* SHORT PROBLEM *
Write out the lines from the one containing "Please segment the windshield." through the one containing "[[[351,514],[238,503],[158,505],[137,598],[393,605]]]", changing "windshield" to "windscreen" and leaving all other text as it is.

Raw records
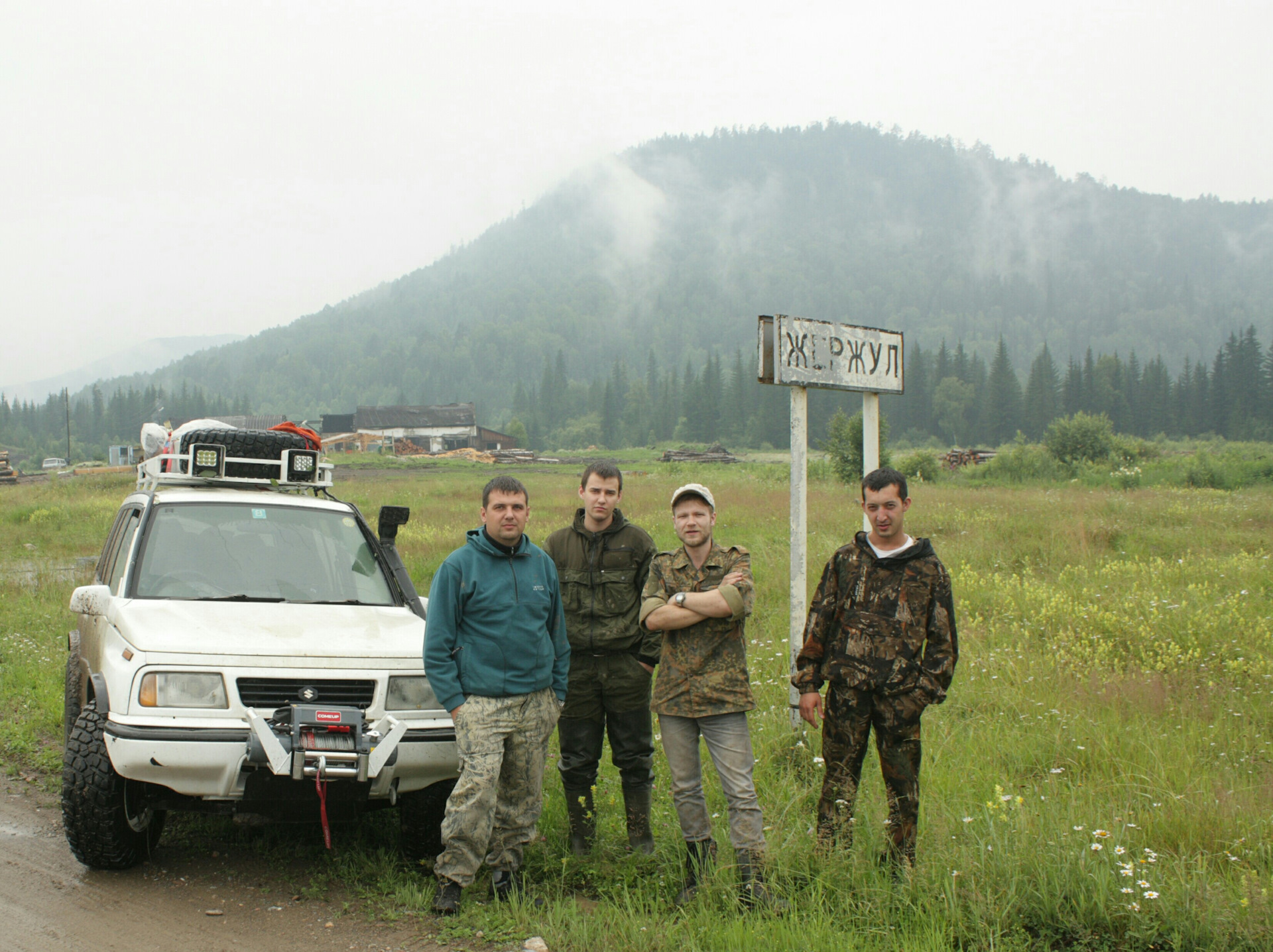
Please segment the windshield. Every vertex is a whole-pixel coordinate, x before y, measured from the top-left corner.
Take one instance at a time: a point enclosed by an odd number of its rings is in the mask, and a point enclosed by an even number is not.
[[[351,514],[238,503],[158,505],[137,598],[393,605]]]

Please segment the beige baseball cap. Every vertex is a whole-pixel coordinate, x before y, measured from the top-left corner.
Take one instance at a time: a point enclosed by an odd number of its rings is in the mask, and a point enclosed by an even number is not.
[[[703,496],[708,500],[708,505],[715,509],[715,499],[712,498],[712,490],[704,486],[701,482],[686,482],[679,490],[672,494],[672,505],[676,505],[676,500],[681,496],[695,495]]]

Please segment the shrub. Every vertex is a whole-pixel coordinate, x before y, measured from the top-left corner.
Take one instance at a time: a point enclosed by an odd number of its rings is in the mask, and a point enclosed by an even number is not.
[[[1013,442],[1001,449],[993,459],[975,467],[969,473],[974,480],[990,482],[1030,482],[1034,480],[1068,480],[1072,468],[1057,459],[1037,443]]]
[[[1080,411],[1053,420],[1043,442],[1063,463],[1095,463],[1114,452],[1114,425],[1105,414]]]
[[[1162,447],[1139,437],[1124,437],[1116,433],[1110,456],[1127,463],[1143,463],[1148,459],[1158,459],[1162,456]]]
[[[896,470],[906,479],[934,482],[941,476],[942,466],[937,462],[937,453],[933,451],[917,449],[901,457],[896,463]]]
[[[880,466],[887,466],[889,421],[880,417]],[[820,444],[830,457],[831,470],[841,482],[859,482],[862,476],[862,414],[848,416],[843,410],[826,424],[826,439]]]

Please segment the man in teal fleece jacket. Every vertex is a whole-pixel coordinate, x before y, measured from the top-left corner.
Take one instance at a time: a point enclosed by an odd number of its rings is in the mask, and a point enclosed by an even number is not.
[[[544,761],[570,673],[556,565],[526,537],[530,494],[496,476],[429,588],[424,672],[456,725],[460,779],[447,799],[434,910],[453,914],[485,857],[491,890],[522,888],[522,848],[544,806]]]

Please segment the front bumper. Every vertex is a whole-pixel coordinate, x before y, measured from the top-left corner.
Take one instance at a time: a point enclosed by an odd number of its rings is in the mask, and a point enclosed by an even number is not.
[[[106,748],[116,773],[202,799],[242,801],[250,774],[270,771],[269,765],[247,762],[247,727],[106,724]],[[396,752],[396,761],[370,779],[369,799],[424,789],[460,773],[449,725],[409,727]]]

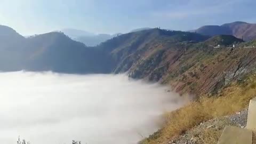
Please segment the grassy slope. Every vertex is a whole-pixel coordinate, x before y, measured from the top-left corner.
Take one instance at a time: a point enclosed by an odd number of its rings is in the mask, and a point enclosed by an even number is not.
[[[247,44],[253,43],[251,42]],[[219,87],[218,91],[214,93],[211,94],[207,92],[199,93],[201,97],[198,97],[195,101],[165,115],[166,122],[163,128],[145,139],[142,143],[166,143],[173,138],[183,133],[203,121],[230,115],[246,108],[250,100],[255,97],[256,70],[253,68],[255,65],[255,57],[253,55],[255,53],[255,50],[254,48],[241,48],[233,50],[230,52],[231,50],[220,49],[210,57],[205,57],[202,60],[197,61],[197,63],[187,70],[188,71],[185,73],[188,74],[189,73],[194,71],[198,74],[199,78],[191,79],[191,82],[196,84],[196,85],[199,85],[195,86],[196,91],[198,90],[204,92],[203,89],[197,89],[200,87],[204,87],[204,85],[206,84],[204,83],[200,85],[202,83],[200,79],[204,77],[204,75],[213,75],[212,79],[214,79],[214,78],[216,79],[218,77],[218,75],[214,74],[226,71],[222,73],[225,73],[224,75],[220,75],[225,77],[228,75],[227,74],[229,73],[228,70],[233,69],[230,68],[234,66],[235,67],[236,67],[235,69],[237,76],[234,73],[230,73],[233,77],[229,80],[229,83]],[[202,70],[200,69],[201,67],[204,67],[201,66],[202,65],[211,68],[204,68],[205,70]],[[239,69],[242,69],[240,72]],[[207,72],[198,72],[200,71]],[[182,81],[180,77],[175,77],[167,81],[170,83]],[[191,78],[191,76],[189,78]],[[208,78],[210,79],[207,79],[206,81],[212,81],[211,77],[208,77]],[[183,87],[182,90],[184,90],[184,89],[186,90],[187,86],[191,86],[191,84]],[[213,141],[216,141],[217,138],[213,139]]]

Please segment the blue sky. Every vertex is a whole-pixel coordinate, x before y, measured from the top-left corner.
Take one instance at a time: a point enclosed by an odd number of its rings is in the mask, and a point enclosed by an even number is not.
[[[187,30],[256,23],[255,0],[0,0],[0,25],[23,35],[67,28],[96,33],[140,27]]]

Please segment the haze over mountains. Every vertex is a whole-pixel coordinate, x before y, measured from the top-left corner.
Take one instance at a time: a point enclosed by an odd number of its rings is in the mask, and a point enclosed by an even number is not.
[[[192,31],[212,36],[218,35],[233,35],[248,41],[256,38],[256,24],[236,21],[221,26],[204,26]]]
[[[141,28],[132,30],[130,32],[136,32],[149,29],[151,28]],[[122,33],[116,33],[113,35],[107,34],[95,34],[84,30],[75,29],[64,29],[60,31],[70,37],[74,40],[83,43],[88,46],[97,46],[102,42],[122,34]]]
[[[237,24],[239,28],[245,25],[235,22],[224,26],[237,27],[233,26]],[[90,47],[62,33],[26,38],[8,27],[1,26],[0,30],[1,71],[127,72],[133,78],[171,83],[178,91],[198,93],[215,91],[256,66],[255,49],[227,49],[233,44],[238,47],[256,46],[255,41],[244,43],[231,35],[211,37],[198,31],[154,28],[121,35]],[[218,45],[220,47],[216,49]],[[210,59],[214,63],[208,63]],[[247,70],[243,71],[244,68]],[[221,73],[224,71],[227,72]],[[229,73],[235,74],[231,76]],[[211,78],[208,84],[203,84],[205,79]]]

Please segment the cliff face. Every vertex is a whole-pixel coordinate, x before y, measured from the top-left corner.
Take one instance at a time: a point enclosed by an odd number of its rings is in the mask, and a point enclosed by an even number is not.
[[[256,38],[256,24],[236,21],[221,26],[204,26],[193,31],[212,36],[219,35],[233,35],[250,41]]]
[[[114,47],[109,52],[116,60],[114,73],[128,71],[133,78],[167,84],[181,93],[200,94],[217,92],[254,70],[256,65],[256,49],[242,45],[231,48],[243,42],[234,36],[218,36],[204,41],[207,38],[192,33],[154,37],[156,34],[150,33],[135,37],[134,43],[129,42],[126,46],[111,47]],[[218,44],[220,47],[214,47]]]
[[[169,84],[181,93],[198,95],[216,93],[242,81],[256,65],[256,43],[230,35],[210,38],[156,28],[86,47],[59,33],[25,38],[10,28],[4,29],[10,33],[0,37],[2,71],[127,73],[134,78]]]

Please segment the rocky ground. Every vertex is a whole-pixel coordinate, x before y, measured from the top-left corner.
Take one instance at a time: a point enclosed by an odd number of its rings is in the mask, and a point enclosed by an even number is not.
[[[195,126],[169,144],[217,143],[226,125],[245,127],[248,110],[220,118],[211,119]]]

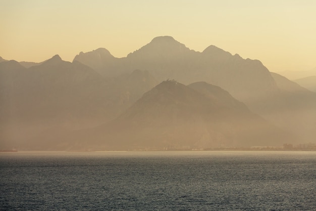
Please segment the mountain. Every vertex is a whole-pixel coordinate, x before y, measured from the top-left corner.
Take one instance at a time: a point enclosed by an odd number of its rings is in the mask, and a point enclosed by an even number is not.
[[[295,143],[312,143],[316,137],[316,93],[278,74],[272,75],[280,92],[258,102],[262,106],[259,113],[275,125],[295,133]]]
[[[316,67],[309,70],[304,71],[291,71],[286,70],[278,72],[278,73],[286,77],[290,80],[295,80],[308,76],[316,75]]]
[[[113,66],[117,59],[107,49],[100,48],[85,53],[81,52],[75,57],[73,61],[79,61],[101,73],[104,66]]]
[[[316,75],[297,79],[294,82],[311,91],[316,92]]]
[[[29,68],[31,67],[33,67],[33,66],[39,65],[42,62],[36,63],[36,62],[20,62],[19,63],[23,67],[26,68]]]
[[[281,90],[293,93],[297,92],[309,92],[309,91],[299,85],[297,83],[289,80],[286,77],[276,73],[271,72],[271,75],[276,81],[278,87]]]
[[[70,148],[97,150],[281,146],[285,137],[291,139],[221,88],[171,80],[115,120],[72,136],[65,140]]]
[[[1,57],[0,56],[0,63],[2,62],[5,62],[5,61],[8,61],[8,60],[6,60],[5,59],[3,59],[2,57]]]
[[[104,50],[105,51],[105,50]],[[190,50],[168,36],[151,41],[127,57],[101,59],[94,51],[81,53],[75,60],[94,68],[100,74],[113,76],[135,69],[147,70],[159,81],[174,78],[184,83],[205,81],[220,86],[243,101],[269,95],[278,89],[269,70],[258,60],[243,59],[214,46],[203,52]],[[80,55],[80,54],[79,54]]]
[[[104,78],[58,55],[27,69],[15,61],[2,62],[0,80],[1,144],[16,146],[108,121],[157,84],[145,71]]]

==

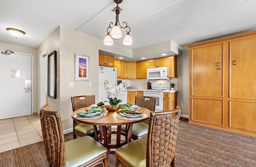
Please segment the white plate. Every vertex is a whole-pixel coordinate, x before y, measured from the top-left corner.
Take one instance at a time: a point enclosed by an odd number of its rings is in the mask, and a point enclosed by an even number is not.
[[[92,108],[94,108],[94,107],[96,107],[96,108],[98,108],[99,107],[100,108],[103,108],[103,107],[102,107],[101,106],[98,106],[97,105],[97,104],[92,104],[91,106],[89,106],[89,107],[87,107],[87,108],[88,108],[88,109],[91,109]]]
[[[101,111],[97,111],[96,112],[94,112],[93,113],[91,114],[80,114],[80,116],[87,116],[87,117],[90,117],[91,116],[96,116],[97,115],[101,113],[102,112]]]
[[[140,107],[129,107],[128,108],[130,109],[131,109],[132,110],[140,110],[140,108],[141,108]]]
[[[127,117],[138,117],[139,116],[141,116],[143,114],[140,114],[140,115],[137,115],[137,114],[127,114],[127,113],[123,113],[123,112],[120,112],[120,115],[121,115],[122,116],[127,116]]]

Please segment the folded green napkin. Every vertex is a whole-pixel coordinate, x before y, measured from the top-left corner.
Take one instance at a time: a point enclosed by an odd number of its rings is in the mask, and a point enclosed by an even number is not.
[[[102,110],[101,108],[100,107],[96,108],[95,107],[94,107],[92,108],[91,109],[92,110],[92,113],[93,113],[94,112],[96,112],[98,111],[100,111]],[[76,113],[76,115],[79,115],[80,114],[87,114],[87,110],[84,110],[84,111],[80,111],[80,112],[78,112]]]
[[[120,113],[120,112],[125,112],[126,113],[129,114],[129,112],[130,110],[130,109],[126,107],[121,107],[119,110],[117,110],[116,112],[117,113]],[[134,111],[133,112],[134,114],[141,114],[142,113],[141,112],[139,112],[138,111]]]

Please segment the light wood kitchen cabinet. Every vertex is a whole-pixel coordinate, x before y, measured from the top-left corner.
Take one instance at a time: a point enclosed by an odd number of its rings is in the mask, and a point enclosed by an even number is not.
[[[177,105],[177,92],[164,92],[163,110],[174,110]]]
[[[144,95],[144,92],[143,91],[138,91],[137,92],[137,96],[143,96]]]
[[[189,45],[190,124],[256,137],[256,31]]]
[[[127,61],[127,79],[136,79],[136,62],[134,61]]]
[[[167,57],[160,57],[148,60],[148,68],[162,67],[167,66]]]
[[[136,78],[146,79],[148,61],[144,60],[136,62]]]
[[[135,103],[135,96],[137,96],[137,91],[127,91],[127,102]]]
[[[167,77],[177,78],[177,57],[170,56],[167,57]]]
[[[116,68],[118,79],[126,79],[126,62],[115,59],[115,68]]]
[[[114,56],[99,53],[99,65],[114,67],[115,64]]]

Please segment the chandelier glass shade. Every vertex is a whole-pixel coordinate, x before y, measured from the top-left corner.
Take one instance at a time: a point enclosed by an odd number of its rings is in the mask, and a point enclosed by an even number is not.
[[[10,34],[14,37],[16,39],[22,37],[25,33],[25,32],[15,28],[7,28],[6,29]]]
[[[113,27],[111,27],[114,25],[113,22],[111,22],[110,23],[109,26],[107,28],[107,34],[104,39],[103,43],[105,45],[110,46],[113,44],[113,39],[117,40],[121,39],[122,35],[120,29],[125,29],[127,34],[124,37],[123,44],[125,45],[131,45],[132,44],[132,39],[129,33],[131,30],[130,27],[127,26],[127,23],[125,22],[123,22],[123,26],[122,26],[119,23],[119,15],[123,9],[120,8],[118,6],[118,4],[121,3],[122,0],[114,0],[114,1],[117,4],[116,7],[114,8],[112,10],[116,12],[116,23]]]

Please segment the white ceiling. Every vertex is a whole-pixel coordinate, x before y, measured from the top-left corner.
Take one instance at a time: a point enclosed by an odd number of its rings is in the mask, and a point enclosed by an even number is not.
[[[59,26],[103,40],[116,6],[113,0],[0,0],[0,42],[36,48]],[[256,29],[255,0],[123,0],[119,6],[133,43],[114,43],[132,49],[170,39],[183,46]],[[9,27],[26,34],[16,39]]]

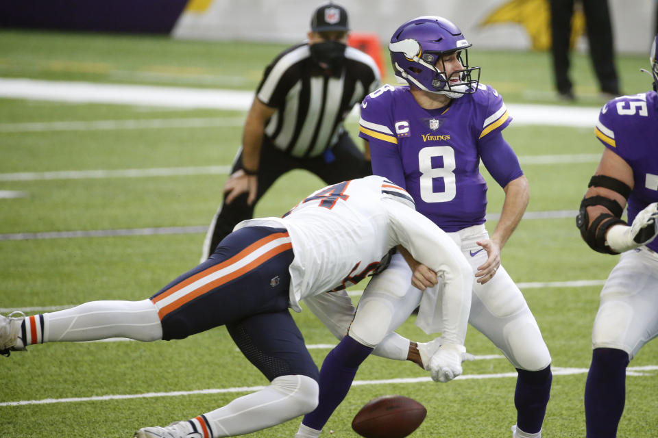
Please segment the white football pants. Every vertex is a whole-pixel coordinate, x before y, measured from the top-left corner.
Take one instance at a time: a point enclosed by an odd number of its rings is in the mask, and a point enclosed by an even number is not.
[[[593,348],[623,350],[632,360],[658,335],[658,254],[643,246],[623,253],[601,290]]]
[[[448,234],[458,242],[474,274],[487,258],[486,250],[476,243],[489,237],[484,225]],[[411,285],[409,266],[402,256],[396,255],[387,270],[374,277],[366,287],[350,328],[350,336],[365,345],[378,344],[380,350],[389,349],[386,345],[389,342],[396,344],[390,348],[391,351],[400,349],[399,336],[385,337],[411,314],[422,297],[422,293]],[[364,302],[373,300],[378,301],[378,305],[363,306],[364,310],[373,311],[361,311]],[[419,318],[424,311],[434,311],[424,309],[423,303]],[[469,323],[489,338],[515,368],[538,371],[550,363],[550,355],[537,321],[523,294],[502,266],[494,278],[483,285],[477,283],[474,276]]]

* * *

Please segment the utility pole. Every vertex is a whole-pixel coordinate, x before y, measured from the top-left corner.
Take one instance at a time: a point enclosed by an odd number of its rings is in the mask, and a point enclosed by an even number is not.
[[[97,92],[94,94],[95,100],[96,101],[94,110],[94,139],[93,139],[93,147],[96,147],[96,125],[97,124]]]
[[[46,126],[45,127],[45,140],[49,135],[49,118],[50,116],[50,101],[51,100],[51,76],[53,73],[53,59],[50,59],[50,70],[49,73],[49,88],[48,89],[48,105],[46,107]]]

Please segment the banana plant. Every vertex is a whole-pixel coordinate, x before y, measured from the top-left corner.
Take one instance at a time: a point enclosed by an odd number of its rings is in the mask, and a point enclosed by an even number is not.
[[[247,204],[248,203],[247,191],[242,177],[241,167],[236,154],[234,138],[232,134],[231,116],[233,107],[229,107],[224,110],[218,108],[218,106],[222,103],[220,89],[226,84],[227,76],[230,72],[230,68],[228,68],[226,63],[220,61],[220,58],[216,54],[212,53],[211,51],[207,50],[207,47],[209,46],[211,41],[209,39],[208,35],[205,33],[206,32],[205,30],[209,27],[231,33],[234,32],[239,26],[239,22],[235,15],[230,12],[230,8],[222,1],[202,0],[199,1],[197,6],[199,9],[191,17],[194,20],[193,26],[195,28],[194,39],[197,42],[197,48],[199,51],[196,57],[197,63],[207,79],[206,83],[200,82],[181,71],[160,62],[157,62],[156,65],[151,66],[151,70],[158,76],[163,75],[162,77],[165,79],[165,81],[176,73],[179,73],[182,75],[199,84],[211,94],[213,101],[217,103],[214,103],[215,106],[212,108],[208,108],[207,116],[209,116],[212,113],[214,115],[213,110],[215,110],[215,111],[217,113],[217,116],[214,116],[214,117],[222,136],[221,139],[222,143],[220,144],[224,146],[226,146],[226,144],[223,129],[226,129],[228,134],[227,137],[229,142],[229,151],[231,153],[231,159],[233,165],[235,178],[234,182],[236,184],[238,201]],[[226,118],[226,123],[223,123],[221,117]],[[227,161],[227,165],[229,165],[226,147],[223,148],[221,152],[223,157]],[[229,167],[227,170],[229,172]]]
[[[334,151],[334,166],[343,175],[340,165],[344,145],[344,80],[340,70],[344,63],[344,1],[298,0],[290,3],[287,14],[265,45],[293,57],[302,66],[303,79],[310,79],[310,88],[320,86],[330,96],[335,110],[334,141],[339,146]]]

* OUTPUT BELOW *
Please segment the windscreen. Every vertex is a whole-pixel coordinate, x before y, measured from the top-left corner.
Take one instance at a time: a point enclosed by an odd number of its rings is in the mask, and a point enclosed by an even number is not.
[[[351,514],[238,503],[158,505],[137,598],[393,605]]]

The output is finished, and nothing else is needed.